Fuqua emerges from somewhere deep inside the lab, stopping several times to offer some brief assistance to students working in the lab.
He seems like a ship captain from days of old, coordinating so many different people at once while staying calm through the fiercest storms.
Bronwyn Ramey is a graduate research associate in Fuqua’s lab.
“One of the most gratifying aspects of research is the learning that never ends,” Ramey said. “Every day, every week is something new – a new question to ask, a new result that leads to exciting conclusions or presents a new problem to solve.”
Fuqua’s lab studies microbial communities. His crew collects ticks and grinds them up. Then they pick out the different microorganisms inside.
Originally interested in chemistry and marine biology, Fuqua said as an undergraduate he “got turned on to marine microbiology.”
Now he studies how bacteria and other microbes interact and communicate with each other.
“Most people aren’t used to thinking of bacteria as team players, but they work together and compete against each other, too,” Ramey said.
He studies individual microbes working together, and coincidentally also lives by a philosophy of interaction and teamwork in the lab.
“All the things I talk about are done by these people,” Ramey said, describing his team as “a lot of people who work really hard because they’re interested in science.”
“The environment of the Fuqua lab is very inclusive,” said Manika Bhateja, an undergraduate researcher. “Everyone in the lab is very helpful and approachable, including Professor Fuqua. I am very lucky to be a part of such an environment.”
The importance of interaction between researchers was an inescapable theme voiced by professors and students alike in many different departments.
Halfway across campus from Jordan Hall, Andrew Feig is studying RNA.
He started studying science to escape boredom.
“No one in physics, chem, bio is limited by anything other than their own creativity,” Feig said.

(TASK SET):
A. Please decide whether each statement agrees with the profile of Fuqua's lab, answering yes or no and quoting the deciding words: (i) Bronwyn Ramey holds a graduate research associate position in Fuqua's lab. (ii) Fuqua's crew collects ticks and grinds them up. (iii) Manika Bhateja is a graduate student in the lab.
B. According to the profile of Fuqua's lab, what subjects was Fuqua originally interested in?
The records have nothing to do with the text.

(DATA EXCERPTS):
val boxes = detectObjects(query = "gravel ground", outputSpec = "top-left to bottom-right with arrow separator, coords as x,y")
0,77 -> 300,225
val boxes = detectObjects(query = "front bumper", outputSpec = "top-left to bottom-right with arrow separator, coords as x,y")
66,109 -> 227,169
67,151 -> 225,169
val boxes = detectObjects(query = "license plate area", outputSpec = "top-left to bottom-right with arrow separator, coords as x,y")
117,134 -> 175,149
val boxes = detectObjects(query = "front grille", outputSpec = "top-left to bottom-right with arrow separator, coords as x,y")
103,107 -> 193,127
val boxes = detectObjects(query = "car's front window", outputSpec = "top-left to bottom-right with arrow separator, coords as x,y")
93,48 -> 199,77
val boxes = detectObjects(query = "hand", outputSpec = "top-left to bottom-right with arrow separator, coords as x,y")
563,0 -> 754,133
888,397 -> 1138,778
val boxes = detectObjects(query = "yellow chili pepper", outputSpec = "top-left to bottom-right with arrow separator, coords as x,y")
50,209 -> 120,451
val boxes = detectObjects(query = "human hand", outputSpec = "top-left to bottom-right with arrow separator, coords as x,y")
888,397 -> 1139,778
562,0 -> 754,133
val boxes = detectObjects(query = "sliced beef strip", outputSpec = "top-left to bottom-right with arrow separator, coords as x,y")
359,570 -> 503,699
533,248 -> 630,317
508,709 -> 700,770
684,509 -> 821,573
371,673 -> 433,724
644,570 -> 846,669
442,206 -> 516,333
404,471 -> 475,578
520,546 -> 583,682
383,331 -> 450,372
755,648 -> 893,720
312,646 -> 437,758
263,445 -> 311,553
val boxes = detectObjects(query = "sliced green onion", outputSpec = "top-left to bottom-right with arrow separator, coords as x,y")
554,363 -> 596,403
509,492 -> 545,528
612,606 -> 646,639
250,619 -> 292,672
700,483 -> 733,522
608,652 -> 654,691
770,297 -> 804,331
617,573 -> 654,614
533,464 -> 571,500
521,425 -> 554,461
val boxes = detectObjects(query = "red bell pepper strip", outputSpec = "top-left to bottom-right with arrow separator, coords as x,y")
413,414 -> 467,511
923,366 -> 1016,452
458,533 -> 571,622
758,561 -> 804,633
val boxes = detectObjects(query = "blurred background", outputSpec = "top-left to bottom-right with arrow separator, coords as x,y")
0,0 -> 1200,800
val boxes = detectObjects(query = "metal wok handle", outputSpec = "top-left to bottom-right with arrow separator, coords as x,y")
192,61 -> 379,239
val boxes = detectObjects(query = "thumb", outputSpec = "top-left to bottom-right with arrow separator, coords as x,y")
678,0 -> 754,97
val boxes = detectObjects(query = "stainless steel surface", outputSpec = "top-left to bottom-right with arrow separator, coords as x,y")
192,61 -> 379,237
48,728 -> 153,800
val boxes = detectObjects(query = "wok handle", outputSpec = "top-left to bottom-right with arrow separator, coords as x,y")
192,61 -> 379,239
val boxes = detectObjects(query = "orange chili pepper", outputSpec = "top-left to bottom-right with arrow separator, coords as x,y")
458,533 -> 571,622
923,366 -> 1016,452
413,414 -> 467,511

(RESPONSES TO THE TASKS):
A.
(i) Yes: "Bronwyn Ramey is a graduate research associate in Fuqua’s lab."
(ii) Yes: "His crew collects ticks and grinds them up."
(iii) No: "said Manika Bhateja, an undergraduate researcher."

B. Chemistry and marine biology.